# DESCRIZIONE DEL PROBLEMA
Prosegua il brano sulla diffusione dei dati relativi al Covid-19, riprendendo subito dopo la didascalia della Figura 3.

# BRANO DA LEGGERE
====================

Pertanto, anche i dati sui nuovi casi (“incidenza”) di letalità e sulla ospedalizzazione vanno diffusi in serie storica. Dal confronto tra le curve, si potrà capire non solo qual è stato l’esito di eventuali interventi realizzati nel frattempo, ma anche se si stanno per verificare sovraccarichi del sistema sanitario (quando siamo nella parte ascendente della curva), oppure se una nuova fiammata infettiva sta avendo sulla popolazione un effetto diverso dalle precedenti. Per esempio, la Figura 3 mostra che la variante inglese del virus comporta un rischio di morire molto più elevato delle precedenti. Insomma, piuttosto che recitare i dati alla rinfusa come nell’ipotesi da cui siamo partiti, conviene presentare due o tre indicatori, ma significativi e finalizzati.

Figura 3. Numero di morti per Covid-19 nel Regno Unito nel 2020 e 2021 (media di 7 giorni; fonte: Johns Hopkins University)

====================

# DATI FORNITI
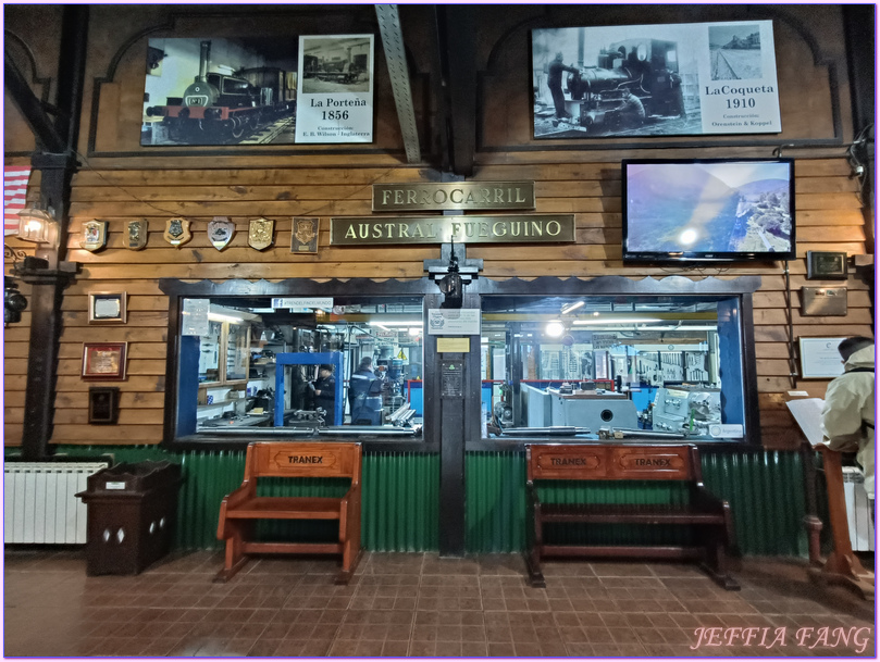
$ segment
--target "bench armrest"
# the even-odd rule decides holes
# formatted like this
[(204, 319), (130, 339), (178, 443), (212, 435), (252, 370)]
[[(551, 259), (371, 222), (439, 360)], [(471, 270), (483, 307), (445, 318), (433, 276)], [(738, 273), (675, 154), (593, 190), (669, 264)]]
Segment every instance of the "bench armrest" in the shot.
[(705, 512), (718, 513), (724, 509), (726, 501), (716, 497), (702, 484), (691, 484), (691, 505)]
[(250, 480), (245, 480), (239, 487), (223, 497), (223, 500), (220, 502), (220, 517), (216, 524), (218, 540), (223, 540), (226, 538), (226, 511), (237, 508), (241, 503), (252, 499), (256, 496), (257, 484), (251, 483)]

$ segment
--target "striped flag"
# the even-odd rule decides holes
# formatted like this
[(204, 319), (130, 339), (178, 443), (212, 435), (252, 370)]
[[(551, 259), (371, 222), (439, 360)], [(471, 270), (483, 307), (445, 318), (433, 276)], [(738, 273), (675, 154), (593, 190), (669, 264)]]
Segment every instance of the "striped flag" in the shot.
[(3, 166), (3, 235), (18, 233), (18, 212), (27, 201), (29, 165)]

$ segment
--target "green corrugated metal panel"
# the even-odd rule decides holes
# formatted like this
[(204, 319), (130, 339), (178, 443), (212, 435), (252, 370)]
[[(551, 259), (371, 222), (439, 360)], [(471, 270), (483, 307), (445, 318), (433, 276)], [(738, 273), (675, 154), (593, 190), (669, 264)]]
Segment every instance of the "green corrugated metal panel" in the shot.
[[(5, 449), (7, 455), (17, 449)], [(181, 451), (144, 447), (59, 447), (72, 457), (112, 454), (117, 462), (169, 460), (182, 465), (176, 545), (218, 548), (221, 499), (241, 483), (244, 451)], [(704, 452), (706, 486), (730, 501), (743, 554), (805, 557), (806, 535), (801, 457), (796, 452)], [(525, 458), (522, 452), (469, 452), (466, 458), (467, 550), (516, 552), (525, 545)], [(669, 486), (565, 486), (560, 499), (649, 502), (672, 498)], [(582, 490), (582, 491), (578, 491)], [(588, 490), (588, 491), (583, 491)], [(822, 495), (820, 495), (821, 497)], [(439, 457), (368, 453), (363, 459), (362, 541), (371, 551), (438, 548)], [(622, 528), (622, 527), (619, 527)], [(627, 532), (624, 532), (627, 533)], [(597, 535), (610, 537), (610, 530)], [(627, 534), (629, 535), (629, 534)], [(605, 539), (605, 538), (604, 538)]]
[(518, 552), (525, 540), (525, 463), (519, 453), (474, 452), (464, 467), (464, 548)]
[(797, 452), (704, 452), (703, 482), (730, 502), (741, 553), (807, 555), (804, 473)]
[[(789, 451), (703, 453), (704, 482), (730, 502), (738, 547), (743, 554), (806, 557), (804, 482), (801, 457)], [(499, 478), (501, 476), (501, 478)], [(549, 486), (548, 486), (549, 485)], [(562, 483), (542, 488), (543, 499), (571, 502), (674, 503), (681, 485), (656, 482), (619, 484)], [(468, 453), (468, 538), (471, 553), (518, 551), (525, 545), (525, 457), (522, 452)], [(509, 509), (513, 509), (510, 512)], [(494, 509), (494, 510), (493, 510)], [(492, 516), (486, 516), (492, 513)], [(515, 537), (511, 538), (511, 533)], [(596, 541), (642, 541), (635, 527), (591, 527), (588, 534), (569, 530), (559, 536), (590, 536)], [(648, 533), (654, 540), (676, 540), (676, 532)]]
[(362, 478), (361, 542), (365, 549), (438, 549), (438, 454), (367, 453)]

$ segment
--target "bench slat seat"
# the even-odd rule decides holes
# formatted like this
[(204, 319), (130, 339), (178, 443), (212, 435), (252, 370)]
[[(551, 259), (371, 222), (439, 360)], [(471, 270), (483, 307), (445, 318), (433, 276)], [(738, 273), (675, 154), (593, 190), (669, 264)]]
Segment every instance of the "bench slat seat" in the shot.
[[(216, 537), (226, 541), (216, 582), (227, 582), (250, 553), (342, 554), (337, 584), (348, 584), (360, 560), (361, 445), (344, 442), (258, 441), (248, 446), (245, 479), (220, 504)], [(258, 497), (261, 477), (350, 478), (345, 496)], [(271, 542), (252, 540), (257, 520), (338, 520), (338, 541)]]
[(707, 513), (693, 505), (621, 503), (542, 503), (543, 522), (587, 524), (724, 524), (723, 513)]
[(338, 520), (339, 499), (325, 497), (257, 497), (248, 499), (227, 517), (241, 520)]
[[(694, 446), (526, 445), (528, 549), (532, 586), (546, 586), (543, 558), (696, 559), (712, 579), (730, 590), (740, 586), (727, 572), (733, 541), (730, 505), (703, 486)], [(676, 480), (686, 483), (683, 503), (545, 503), (536, 483), (544, 480)], [(678, 500), (678, 499), (677, 499)], [(689, 526), (692, 545), (587, 545), (545, 542), (545, 524), (627, 524)]]

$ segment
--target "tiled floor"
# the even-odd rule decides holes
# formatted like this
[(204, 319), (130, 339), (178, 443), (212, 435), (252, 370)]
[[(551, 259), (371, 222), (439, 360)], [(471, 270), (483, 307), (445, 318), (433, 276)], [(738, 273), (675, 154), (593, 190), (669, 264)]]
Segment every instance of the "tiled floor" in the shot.
[(195, 552), (87, 577), (82, 551), (7, 550), (4, 653), (875, 655), (873, 603), (810, 584), (795, 561), (744, 561), (739, 592), (691, 565), (637, 562), (546, 563), (547, 588), (533, 589), (512, 554), (365, 553), (349, 586), (333, 584), (333, 560), (263, 558), (225, 585), (220, 566)]

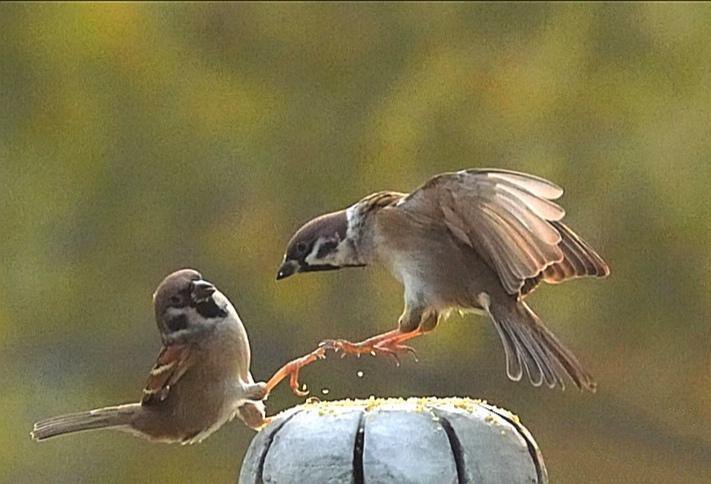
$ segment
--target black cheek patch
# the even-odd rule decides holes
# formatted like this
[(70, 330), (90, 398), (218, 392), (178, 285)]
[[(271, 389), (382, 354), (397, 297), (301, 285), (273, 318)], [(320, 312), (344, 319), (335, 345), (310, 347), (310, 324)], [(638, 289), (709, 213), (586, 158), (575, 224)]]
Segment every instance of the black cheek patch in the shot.
[(336, 242), (335, 240), (325, 242), (324, 244), (321, 245), (321, 247), (318, 248), (318, 252), (316, 253), (316, 258), (323, 259), (326, 256), (326, 254), (336, 250), (336, 247), (338, 247), (338, 242)]
[(215, 303), (215, 300), (210, 298), (207, 301), (201, 301), (195, 305), (198, 314), (203, 318), (226, 318), (227, 311), (222, 309)]
[(188, 327), (188, 317), (185, 314), (173, 316), (166, 322), (166, 326), (171, 332), (180, 331)]

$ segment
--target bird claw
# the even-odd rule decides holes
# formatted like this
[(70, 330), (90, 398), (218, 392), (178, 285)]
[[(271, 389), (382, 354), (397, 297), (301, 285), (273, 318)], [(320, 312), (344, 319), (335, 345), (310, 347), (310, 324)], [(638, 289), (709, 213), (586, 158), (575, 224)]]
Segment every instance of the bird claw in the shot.
[(344, 339), (327, 339), (323, 340), (318, 345), (319, 348), (324, 350), (331, 350), (334, 353), (340, 353), (341, 358), (345, 358), (346, 355), (355, 355), (360, 358), (360, 355), (370, 354), (371, 356), (391, 356), (395, 359), (395, 364), (400, 366), (400, 358), (398, 354), (400, 353), (410, 353), (415, 361), (417, 360), (417, 352), (411, 346), (397, 343), (396, 341), (383, 341), (376, 344), (364, 343), (351, 343), (350, 341)]
[[(316, 348), (311, 353), (290, 361), (277, 371), (273, 377), (267, 382), (267, 390), (271, 391), (275, 386), (279, 384), (284, 378), (289, 377), (289, 387), (291, 391), (294, 392), (296, 396), (305, 397), (309, 394), (306, 385), (299, 384), (299, 371), (306, 365), (313, 363), (316, 360), (323, 360), (326, 358), (326, 350), (324, 348)], [(303, 390), (302, 390), (303, 388)]]

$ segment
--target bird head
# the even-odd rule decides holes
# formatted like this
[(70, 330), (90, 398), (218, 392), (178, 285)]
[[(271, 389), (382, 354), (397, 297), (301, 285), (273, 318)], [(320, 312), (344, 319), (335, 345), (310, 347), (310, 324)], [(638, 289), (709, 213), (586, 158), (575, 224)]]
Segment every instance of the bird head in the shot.
[(168, 275), (153, 294), (158, 326), (163, 333), (187, 328), (193, 319), (224, 318), (224, 296), (193, 269)]
[(321, 215), (296, 231), (289, 241), (277, 280), (297, 272), (331, 271), (363, 266), (348, 238), (347, 210)]

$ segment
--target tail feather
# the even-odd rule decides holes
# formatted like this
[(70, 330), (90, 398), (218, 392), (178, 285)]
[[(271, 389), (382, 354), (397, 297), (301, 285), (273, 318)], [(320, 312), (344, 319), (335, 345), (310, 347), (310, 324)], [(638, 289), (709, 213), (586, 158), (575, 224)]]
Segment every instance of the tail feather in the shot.
[(34, 425), (31, 436), (39, 441), (85, 430), (125, 427), (133, 420), (138, 407), (140, 405), (134, 403), (48, 418)]
[(565, 388), (567, 374), (579, 389), (595, 391), (595, 381), (573, 353), (543, 325), (523, 301), (494, 302), (485, 298), (483, 306), (496, 327), (506, 352), (506, 373), (518, 381), (526, 369), (534, 386), (544, 381), (553, 388)]

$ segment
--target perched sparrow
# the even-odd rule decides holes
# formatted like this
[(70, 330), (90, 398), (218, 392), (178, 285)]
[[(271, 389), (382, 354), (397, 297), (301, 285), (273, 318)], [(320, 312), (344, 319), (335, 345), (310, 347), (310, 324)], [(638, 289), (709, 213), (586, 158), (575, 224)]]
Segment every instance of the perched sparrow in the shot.
[(568, 226), (551, 200), (555, 184), (504, 170), (463, 170), (430, 179), (410, 194), (379, 192), (315, 218), (288, 244), (277, 279), (297, 272), (384, 264), (405, 286), (398, 329), (361, 343), (328, 340), (270, 380), (291, 376), (330, 348), (351, 354), (411, 351), (405, 341), (434, 329), (452, 310), (489, 315), (506, 352), (507, 373), (525, 368), (533, 385), (595, 383), (524, 299), (541, 281), (604, 277), (605, 261)]
[(139, 403), (37, 422), (36, 440), (83, 430), (115, 429), (156, 442), (200, 442), (235, 415), (264, 421), (264, 383), (249, 372), (247, 333), (230, 301), (200, 273), (183, 269), (153, 295), (163, 348)]

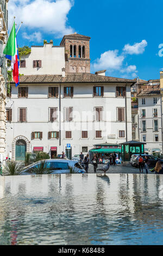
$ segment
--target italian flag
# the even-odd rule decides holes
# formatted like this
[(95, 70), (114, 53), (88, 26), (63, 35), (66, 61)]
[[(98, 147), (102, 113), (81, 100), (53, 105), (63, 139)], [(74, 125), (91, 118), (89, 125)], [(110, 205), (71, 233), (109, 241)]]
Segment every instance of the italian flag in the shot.
[(11, 65), (12, 70), (13, 80), (15, 82), (16, 87), (17, 87), (19, 85), (18, 69), (20, 66), (20, 60), (18, 53), (15, 22), (14, 22), (7, 45), (3, 51), (3, 53), (5, 54), (5, 58), (11, 62)]

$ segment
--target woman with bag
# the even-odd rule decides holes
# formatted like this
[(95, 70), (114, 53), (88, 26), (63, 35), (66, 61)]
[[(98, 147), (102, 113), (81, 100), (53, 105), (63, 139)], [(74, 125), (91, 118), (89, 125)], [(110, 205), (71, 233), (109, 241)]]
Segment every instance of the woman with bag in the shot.
[(96, 169), (98, 167), (98, 159), (96, 154), (93, 156), (92, 162), (94, 167), (94, 173), (96, 173)]

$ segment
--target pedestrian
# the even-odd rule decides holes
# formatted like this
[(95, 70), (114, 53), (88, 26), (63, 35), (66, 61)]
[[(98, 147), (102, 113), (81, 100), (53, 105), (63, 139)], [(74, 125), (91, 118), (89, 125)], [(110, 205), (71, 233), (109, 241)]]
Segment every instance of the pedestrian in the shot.
[(82, 163), (82, 161), (84, 159), (84, 155), (82, 152), (81, 152), (80, 155), (79, 155), (79, 157), (80, 157), (80, 162)]
[(163, 174), (163, 168), (160, 161), (156, 162), (154, 170), (155, 174)]
[(112, 154), (110, 154), (109, 155), (109, 161), (110, 161), (110, 164), (111, 166), (112, 163)]
[(97, 167), (98, 167), (98, 159), (97, 159), (97, 155), (96, 154), (94, 155), (91, 162), (92, 162), (93, 164), (94, 173), (96, 173), (96, 169), (97, 168)]
[(87, 154), (84, 159), (85, 169), (86, 172), (87, 173), (89, 164), (89, 154)]
[(146, 169), (146, 172), (147, 174), (148, 173), (148, 156), (145, 156), (145, 169)]
[(113, 166), (115, 166), (115, 164), (116, 164), (116, 157), (117, 157), (117, 155), (115, 153), (115, 152), (114, 152), (113, 154), (112, 154), (112, 165)]
[(139, 162), (139, 167), (140, 173), (141, 173), (141, 169), (142, 170), (142, 173), (143, 173), (143, 165), (142, 165), (143, 162), (143, 160), (142, 158), (141, 155), (139, 155), (138, 162)]
[(65, 153), (62, 151), (62, 159), (65, 159), (66, 158), (66, 155)]

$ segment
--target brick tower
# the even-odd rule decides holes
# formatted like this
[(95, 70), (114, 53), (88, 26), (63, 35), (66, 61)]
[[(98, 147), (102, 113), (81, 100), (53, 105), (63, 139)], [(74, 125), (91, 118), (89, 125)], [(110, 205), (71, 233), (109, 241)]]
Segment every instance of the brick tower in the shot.
[(75, 33), (64, 35), (60, 43), (65, 48), (66, 73), (90, 73), (91, 38)]

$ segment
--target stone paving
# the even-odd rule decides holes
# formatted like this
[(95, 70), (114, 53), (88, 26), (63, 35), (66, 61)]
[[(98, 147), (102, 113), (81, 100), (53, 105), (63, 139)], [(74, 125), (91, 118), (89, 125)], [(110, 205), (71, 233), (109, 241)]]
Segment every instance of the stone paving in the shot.
[[(100, 168), (102, 164), (98, 164), (97, 169)], [(149, 168), (152, 169), (152, 168)], [(92, 164), (89, 164), (89, 168), (88, 170), (88, 173), (94, 173), (93, 166)], [(97, 173), (104, 173), (103, 172), (97, 170)], [(123, 166), (122, 164), (117, 164), (116, 166), (110, 166), (109, 170), (106, 173), (135, 173), (139, 174), (139, 169), (138, 168), (133, 167), (130, 164), (126, 166)], [(146, 174), (145, 169), (143, 168), (143, 173)], [(151, 173), (150, 170), (148, 171), (148, 174), (154, 174), (154, 173)]]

====================

# RISPOSTA SCRITTA
Il ruolo messianico assunto dai mass media in un periodo storico di ridotta comunicazione sociale qual è un’epidemia, fa diventare un’affermazione corredata da dati un’incisione col fuoco nella mente di chi guarda o ascolta, al pari delle tavole della legge di Mosè. Il mezzo unidirezionale di comunicazione rischia di trasformare qualsiasi affermazione in un’informazione; per questo, il giornalista, che può interagire con l’esperto, deve fare da interfaccia linguistico e culturale tra chi dovrebbe informare e chi vorrebbe sapere. Vale a dire che il comunicatore ha la responsabilità sia di tradurre i tecnicismi, sia di sollecitare riflessioni, approfondimenti e persino dubbi, se aiutano chi guarda o ascolta a collocare correttamente l’informazione sull’enorme puzzle di virus e vaccini.

I comunicatori, se avessero saputo leggere i fenomeni, avrebbero capito subito di chi potevano fidarsi, quali domande fare, quali risposte erano plausibili. Invece, la scadente informazione sui meccanismi di trasmissione del contagio è stata il migliore alleato del virus nello sviluppo dell’epidemia. Per non parlare dei vaccini, dei quali si sa solo che ce li devono inoculare. I giornalisti dovrebbero seriamente considerare la possibilità di alfabetizzarsi statisticamente prima di divulgare numeri come se fossero informazioni. È l’intelligenza umana che trasforma i numeri in informazioni. Siccome ci va di mezzo l’onore della categoria, potrebbe essere l’Ordine a promuovere un’azione formativa sostenibile in questa direzione.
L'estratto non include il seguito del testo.